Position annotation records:
** Begin **

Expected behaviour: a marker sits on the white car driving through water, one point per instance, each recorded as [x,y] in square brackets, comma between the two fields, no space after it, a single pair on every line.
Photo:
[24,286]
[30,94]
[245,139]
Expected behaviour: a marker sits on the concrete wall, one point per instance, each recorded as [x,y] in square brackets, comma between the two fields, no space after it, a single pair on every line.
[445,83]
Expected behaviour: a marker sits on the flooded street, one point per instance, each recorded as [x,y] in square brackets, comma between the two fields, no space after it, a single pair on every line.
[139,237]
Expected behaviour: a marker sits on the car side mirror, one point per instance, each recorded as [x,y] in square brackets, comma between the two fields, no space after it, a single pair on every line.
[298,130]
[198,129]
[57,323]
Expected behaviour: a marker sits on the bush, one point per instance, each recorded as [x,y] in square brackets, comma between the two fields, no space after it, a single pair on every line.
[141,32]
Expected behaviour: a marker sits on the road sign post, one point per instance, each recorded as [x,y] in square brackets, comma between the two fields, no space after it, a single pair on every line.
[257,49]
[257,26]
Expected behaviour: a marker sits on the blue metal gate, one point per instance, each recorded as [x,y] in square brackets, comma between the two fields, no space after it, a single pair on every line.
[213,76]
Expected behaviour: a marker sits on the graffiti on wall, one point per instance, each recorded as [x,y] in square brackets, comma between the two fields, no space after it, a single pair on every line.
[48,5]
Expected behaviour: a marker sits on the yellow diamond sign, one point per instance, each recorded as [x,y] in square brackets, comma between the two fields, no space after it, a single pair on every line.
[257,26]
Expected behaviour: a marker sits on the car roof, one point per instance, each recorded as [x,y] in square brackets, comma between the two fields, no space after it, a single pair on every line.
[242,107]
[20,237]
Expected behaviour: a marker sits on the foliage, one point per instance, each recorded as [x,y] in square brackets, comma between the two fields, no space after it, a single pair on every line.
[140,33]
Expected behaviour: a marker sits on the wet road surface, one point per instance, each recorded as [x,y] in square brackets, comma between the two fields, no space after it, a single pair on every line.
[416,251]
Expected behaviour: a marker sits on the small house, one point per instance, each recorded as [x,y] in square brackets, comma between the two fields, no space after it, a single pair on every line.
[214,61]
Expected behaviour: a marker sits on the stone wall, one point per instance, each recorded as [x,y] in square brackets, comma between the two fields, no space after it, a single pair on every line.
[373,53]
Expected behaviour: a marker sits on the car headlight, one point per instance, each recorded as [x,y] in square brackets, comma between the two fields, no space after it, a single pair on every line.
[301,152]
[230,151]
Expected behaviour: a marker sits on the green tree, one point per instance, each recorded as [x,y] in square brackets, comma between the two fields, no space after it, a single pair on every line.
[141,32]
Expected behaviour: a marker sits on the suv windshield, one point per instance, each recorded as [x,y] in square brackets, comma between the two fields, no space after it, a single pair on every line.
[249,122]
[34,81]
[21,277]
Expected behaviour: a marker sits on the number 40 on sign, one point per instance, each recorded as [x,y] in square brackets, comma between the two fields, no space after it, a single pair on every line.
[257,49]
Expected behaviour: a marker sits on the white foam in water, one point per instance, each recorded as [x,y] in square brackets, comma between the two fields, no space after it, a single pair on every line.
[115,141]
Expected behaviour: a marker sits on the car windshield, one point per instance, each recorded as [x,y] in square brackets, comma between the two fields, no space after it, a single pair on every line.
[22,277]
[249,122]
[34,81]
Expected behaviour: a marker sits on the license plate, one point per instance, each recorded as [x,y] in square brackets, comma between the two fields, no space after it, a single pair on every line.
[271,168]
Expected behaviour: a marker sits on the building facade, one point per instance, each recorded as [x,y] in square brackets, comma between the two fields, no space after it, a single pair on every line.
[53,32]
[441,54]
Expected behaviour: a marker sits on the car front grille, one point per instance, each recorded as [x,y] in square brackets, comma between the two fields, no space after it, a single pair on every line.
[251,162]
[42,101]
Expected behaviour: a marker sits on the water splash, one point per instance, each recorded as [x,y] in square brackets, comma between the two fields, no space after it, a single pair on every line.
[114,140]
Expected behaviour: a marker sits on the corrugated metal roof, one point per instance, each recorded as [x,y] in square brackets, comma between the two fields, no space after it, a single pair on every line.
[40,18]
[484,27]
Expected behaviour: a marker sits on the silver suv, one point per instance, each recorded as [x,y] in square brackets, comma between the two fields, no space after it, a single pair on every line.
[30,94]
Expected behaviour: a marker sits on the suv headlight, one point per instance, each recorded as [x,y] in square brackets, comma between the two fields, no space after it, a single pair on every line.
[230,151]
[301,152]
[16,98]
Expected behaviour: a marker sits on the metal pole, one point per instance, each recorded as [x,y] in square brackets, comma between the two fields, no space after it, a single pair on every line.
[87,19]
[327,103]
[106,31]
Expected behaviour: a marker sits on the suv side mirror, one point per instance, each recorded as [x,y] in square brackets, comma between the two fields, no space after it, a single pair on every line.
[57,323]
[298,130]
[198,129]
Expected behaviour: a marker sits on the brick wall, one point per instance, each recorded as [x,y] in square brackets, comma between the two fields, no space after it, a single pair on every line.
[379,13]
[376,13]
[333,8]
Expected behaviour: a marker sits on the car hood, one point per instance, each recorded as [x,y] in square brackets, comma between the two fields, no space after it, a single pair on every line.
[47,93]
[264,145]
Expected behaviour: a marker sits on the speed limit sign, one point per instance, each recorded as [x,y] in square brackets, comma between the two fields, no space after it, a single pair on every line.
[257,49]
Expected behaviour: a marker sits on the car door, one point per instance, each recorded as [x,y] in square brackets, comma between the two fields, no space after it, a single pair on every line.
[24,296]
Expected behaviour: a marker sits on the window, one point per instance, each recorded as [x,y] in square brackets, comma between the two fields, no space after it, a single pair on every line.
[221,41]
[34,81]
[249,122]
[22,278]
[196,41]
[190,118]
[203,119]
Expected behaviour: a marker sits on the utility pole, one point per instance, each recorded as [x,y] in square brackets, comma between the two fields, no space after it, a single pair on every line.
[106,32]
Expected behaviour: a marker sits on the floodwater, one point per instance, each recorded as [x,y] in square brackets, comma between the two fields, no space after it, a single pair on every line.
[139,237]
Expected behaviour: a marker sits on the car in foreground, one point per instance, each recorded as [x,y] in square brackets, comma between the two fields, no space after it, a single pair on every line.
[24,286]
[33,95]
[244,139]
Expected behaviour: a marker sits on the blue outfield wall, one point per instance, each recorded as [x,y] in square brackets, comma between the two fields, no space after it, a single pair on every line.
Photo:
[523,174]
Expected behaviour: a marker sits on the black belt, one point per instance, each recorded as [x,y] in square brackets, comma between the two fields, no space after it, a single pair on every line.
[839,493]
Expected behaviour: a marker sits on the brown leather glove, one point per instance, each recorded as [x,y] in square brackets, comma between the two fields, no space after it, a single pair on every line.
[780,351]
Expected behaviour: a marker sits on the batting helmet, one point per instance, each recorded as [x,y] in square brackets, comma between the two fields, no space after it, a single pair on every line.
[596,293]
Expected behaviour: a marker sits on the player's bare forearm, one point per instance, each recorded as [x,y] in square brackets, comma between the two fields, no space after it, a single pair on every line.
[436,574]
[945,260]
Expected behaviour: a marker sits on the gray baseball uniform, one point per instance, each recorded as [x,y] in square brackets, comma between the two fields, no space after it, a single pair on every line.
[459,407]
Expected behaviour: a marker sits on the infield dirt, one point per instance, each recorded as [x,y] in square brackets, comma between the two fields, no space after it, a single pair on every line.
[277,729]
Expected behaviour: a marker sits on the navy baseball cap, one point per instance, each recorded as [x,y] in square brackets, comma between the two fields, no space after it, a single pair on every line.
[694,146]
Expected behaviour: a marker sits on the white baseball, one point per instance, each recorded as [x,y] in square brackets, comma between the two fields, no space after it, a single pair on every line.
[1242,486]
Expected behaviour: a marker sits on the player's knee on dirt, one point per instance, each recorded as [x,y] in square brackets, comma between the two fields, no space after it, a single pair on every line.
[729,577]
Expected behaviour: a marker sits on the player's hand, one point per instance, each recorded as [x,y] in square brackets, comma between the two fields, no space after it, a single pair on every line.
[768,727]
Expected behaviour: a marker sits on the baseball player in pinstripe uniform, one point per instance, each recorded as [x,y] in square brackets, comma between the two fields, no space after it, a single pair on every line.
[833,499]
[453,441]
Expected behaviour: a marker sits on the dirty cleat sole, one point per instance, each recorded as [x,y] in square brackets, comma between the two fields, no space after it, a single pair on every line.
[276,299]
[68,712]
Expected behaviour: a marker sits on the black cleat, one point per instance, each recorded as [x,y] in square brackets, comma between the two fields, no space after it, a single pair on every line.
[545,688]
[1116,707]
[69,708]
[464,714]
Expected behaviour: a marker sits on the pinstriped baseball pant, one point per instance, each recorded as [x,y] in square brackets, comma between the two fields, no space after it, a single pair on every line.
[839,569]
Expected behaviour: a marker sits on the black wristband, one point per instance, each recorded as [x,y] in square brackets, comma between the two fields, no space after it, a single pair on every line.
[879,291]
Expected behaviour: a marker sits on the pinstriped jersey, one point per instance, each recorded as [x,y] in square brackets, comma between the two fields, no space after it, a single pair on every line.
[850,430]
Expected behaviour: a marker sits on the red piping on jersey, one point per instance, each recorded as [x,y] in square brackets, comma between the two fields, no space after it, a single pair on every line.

** End **

#### Instruction
Starting at the line that contains "Expected behaviour: a marker sits on the baseball", output each remaining line of the listing, the last line included, exactly as it appears.

#### The reply
Expected behaviour: a marker sits on the baseball player in pinstripe uniform, one point per instance, each recorded as [x,y] in square brackets, comma between the two fields, no space after it, a single pair on every line.
[833,499]
[453,441]
Expected behaviour: a marker sits on the dirty cleat sole, one point per instance, each recorded as [x,y] in square brackets, comma between the two fields, no space after it, a single pair on every line.
[276,299]
[68,712]
Expected behaviour: a marker sits on the black cleat, one point per instance, each recorded as [x,y] in square brackets, comma between the two fields, no space after it, a single pair on every line.
[545,688]
[1116,707]
[69,708]
[464,714]
Expected behaviour: a marker sits on the pinstriped baseball pant, one point per instance, each recorded as [x,y] in square brackets, comma between the two fields, no space after it, a single pair on every line.
[839,569]
Expected behaviour: a marker sits on the black wristband, one point per instance, each recorded as [x,y] in square brackets, comma between the two fields, no space after it, a single pair on every line.
[879,291]
Expected behaviour: a marker sits on the pinstriped jersey, one point per instance, each recorded as [x,y] in square brackets, comma between the two fields, no space after it, a single pair on every line.
[850,430]
Expected behaviour: a marker sits on the red piping on jersey, one point per instance, each recorded as [x,y] in square brackets, comma between the two fields, no space after it, a single pair on every line.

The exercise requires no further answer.